[DATA FOR THE TASK]
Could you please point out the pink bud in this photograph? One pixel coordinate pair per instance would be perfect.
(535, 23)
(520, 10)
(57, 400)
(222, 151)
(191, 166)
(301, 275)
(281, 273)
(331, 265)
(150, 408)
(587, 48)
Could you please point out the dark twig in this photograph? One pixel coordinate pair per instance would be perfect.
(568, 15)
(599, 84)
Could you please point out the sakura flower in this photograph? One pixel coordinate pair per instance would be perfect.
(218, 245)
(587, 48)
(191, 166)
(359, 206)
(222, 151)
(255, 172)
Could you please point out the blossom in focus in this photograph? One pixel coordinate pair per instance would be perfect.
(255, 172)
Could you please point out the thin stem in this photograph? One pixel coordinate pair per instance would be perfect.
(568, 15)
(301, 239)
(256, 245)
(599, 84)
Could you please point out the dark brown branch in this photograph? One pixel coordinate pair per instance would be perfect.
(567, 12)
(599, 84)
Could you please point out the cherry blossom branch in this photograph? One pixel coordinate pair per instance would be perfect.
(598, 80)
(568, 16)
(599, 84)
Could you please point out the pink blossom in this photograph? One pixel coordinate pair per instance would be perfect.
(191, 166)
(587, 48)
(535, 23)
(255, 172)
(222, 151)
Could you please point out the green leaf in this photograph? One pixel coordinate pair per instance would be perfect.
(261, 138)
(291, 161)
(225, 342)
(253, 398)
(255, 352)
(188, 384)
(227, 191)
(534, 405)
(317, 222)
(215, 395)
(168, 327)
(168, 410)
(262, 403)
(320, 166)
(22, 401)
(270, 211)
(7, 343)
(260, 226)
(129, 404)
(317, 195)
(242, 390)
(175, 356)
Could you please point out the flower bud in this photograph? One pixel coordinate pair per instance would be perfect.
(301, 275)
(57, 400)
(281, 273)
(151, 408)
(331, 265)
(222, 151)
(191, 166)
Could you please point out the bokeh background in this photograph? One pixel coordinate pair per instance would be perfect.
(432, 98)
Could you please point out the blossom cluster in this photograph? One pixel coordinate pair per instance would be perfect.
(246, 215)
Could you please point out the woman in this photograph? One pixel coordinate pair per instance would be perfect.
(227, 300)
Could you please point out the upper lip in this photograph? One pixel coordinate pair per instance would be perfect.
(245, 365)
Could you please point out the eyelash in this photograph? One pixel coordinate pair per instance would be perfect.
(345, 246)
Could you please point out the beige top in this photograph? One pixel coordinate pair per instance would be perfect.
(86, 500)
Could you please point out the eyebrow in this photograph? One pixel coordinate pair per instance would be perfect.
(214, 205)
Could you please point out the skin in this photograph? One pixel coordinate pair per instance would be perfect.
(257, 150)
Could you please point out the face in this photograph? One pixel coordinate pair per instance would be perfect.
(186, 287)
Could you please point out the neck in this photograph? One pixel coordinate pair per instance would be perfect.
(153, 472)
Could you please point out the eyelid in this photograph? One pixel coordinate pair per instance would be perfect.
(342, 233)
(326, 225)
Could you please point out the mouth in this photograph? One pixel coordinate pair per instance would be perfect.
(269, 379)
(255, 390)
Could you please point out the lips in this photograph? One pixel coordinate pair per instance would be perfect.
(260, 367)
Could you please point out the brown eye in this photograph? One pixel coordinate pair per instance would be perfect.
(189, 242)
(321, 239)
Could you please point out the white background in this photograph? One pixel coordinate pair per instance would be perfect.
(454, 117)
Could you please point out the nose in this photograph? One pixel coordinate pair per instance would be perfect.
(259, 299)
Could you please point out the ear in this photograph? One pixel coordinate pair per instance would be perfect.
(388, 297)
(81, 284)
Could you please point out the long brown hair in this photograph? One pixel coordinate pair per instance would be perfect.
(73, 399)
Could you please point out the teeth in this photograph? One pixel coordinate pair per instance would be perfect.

[EXERCISE DESCRIPTION] Write out every line from the records above, word for word.

[WRITTEN REPLY]
Could you please point out the pink bud in this photograph? One pixel coordinate pair per instance would be perfect.
(535, 23)
(520, 10)
(57, 400)
(222, 151)
(191, 166)
(301, 275)
(281, 273)
(331, 265)
(150, 408)
(587, 48)
Could you please point out the dark twig in this photograph? One pixel coordinate pair per instance would be perfect.
(568, 15)
(599, 84)
Could you please point out the sakura flower in this photograph? One pixel coordinate pair per instance would be perfect.
(218, 245)
(587, 48)
(191, 166)
(359, 206)
(222, 151)
(255, 172)
Could you please point out the blossom in focus in this photograph? One pixel coordinate pair per instance would be perfect.
(255, 172)
Could you please point out the thin stem in this photograph? One pixel coordinate pair per instance would be perfect.
(568, 15)
(301, 239)
(256, 245)
(599, 84)
Could you please point out the dark brown branch in this photograph? One pixel coordinate pair per instance would be perfect.
(567, 12)
(599, 84)
Could you please point out the cherry blossom branch in this photograph? One pixel coordinate pair per instance would be perfect.
(598, 80)
(568, 16)
(599, 84)
Could you please point out the pink blossom in this photograph? One pixel coordinate pair per instance would be perfect.
(191, 166)
(587, 48)
(535, 23)
(255, 172)
(222, 151)
Could you please point out the green leaf in this photograph? One pixel coordinate pair per instance would be perfect.
(261, 138)
(291, 161)
(225, 342)
(253, 398)
(255, 352)
(188, 384)
(227, 191)
(534, 405)
(317, 222)
(215, 395)
(168, 327)
(168, 410)
(262, 403)
(320, 166)
(22, 401)
(270, 211)
(7, 343)
(260, 226)
(129, 404)
(317, 195)
(242, 390)
(175, 356)
Could you please point out the flower bud in this photograph? One pixel coordinate pair per instance would be perfect.
(301, 275)
(57, 400)
(281, 273)
(151, 408)
(331, 265)
(222, 151)
(191, 166)
Could you please point out the bokeh background in this photograph? One pixel coordinate pair per instance would be perfect.
(432, 98)
Could you please point out the blossom cluster in this photograph? One pixel coordinate pair per instance would be perfect.
(246, 215)
Could you please point out the woman in this photograph? One pixel coordinate pair per instance would be perfect.
(227, 300)
Could you please point out the upper lip in this photograph? One pixel coordinate pair per instance would be perfect.
(245, 365)
Could you please point out the eyelash in this photograph? One pixel coordinate pair per instance would be perfect.
(345, 246)
Could you please point out the beige top in this photograph? One pixel coordinate pair per instance would be perfect.
(86, 500)
Could you please point out the eyebrow in this photograph? One pixel coordinate pair per instance would be perfect.
(214, 205)
Could you please point out the skin in this photograph? One pixel coordinate pair per instance would be perfect.
(257, 150)
Could you please point out the face in this photograph? One pixel coordinate pair per instance would be perfect.
(186, 287)
Could you please point out the neck in this photograph? One pixel coordinate pair per instance would be perfect.
(153, 472)
Could you please point out the eyelid in this photograph? One pixel coordinate pair per instance would be perfect.
(342, 233)
(326, 225)
Could you please point out the mouth in this photograph? One pixel coordinate pair per instance would be perfect.
(269, 379)
(255, 390)
Could you please point out the lips in this photograph? One pixel coordinate pair per instance would be perfect.
(260, 367)
Could you please point out the brown eye in this photograph? One pixel coordinate pair per instance would be perfect.
(189, 242)
(321, 239)
Could you please point out the white background in this photograph? One pixel coordinate pair per instance would be perfect.
(454, 117)
Could you please point out the nose in this photograph? One pixel coordinate pair per instance would be perfect.
(259, 299)
Could you please point out the ear in this photograph? One pixel coordinate pair per instance would be perfect.
(388, 297)
(81, 284)
Could you please point out the long brown hair in this photograph? One pixel coordinate pair per instance would be perfect.
(73, 399)
Could you please point out the teeth in this photograph? One pixel coordinate pair per instance would be perfect.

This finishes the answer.